本文
_ _ _ _ _

トークン化プラットフォーム「Libeara」を使っており、1トークンの純資産価値は100ドル、運用手数料はわずか0.05%である。
RWA.xyzによると、このファンドは8月に運用開始し、すでに約5億200万ドル(約750億円)を運用している。総資産で11番目に大きなトークン化商品となっているところだ。なお、首位はブラックロックのBUIDLで総資産は21億ドル(約3,100億円)である。
運用資産額の規模は大きいものの、現在、CUMIUトークンを保有しているのは2社のみだ。流通を制限することでブロックチェーンの機能とコンプライアンスを検証している段階である可能性がある。
チャイナAMC香港は、昨年よりイーサリアムのパフォーマンスに連動することを目的とする「ChinaAMC Ether ETF」も提供しているところだ。
このETFは香港証券先物委員会(SFC)よりステーキングサービスを提供することも承認されている。

_ _ _ _ _

手元の資料
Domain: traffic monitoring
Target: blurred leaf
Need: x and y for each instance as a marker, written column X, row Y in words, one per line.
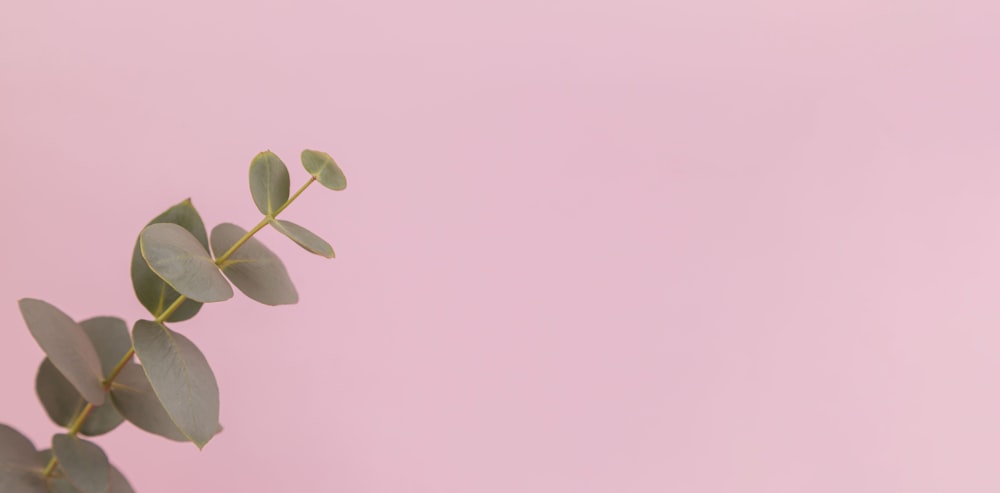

_ _ _ _ _

やること
トークン化ファンドについての本文を、一字も変えずに全部出力してください。

答え
トークン化プラットフォーム「Libeara」を使っており、1トークンの純資産価値は100ドル、運用手数料はわずか0.05%である。
RWA.xyzによると、このファンドは8月に運用開始し、すでに約5億200万ドル(約750億円)を運用している。総資産で11番目に大きなトークン化商品となっているところだ。なお、首位はブラックロックのBUIDLで総資産は21億ドル(約3,100億円)である。
運用資産額の規模は大きいものの、現在、CUMIUトークンを保有しているのは2社のみだ。流通を制限することでブロックチェーンの機能とコンプライアンスを検証している段階である可能性がある。
チャイナAMC香港は、昨年よりイーサリアムのパフォーマンスに連動することを目的とする「ChinaAMC Ether ETF」も提供しているところだ。
このETFは香港証券先物委員会(SFC)よりステーキングサービスを提供することも承認されている。